__Exercise instructions__. Can you output the records below exactly as they are written?

__Data to use__.
○ ○ ○

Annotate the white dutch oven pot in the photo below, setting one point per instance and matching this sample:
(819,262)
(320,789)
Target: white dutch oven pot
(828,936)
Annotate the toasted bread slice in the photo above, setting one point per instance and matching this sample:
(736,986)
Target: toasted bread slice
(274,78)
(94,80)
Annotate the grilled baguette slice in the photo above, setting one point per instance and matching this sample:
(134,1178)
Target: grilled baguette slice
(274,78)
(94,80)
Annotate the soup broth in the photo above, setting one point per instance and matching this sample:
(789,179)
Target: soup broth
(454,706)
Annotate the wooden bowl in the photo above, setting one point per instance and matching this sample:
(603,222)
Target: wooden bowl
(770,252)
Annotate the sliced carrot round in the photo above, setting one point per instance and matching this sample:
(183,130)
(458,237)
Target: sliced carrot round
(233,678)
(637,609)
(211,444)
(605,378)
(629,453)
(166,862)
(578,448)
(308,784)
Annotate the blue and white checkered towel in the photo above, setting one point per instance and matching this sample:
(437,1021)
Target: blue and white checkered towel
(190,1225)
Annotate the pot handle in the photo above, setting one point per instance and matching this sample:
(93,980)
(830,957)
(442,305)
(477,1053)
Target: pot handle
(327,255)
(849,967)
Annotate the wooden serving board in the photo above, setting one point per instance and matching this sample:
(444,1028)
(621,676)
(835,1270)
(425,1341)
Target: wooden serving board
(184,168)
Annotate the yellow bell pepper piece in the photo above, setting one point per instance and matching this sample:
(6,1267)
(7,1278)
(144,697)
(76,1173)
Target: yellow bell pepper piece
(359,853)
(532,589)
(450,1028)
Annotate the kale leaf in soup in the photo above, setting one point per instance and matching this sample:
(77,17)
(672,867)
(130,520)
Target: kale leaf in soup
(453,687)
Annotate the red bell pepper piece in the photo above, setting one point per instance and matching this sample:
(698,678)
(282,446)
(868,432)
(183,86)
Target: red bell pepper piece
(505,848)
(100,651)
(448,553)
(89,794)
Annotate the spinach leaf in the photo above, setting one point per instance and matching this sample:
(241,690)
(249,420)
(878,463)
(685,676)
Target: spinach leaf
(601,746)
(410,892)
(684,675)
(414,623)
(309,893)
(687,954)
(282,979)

○ ○ ○

__Reply to the exercise__.
Annotate the white dutch oven pot in the photo below, setting one point per instance and matching this sample:
(819,262)
(320,789)
Target: white dutch oven pot
(828,936)
Annotate the toasted bread slice in the photo above, setting one point per instance and matching this sample:
(736,986)
Target: toasted bread slice
(274,78)
(94,80)
Annotate the grilled baguette slice in the photo above, setting one point per instance and matching this sample:
(134,1178)
Target: grilled baguette slice
(274,78)
(94,80)
Annotate the soup broth in the photo above, setting one point per instance and matching this sample:
(789,179)
Target: soup broth
(454,706)
Annotate the wooden bowl in the photo above, setting one point per instance and matching this sample:
(603,222)
Target: wooden bowl
(770,252)
Annotate the sliced carrot round in the photo above, setting one point per instance and matching this sample:
(183,130)
(458,237)
Target: sliced carrot round
(233,678)
(637,609)
(211,444)
(605,378)
(629,453)
(166,862)
(578,448)
(308,784)
Annotate the blue and white checkered towel in the photo above, setting one point per instance and matching this sample:
(437,1021)
Target: blue and white checkered towel
(190,1225)
Annotate the pot handle in the photo above, setting one point per instance and matching this sample:
(93,980)
(830,957)
(442,305)
(477,1053)
Target: pot handle
(327,255)
(849,967)
Annotate the wooden serving board in the photo above, setting one point per instance and matching this sample:
(444,1028)
(621,676)
(835,1270)
(425,1341)
Target: wooden serving board
(184,168)
Annotate the yellow bell pepper piece in the photo above, setting one point per instance and matching this sample:
(6,1267)
(7,1278)
(144,697)
(76,1173)
Target: yellow bell pepper piece
(359,853)
(532,589)
(450,1028)
Annotate the kale leaf in soup in the photo above, setting one point per instance and matching this sample:
(77,17)
(672,867)
(130,520)
Target: kale leaf in soup
(453,687)
Annotate the red bell pepper piece in the photo above, setting one point per instance and matching this sample:
(698,678)
(282,446)
(868,432)
(183,86)
Target: red bell pepper piece
(505,848)
(100,651)
(448,553)
(89,794)
Annotate the spinach leaf in the photo above, setting one point per instance and matching this sample:
(241,690)
(249,420)
(878,463)
(685,676)
Target: spinach leaf
(601,746)
(410,892)
(684,675)
(414,623)
(309,893)
(687,954)
(282,979)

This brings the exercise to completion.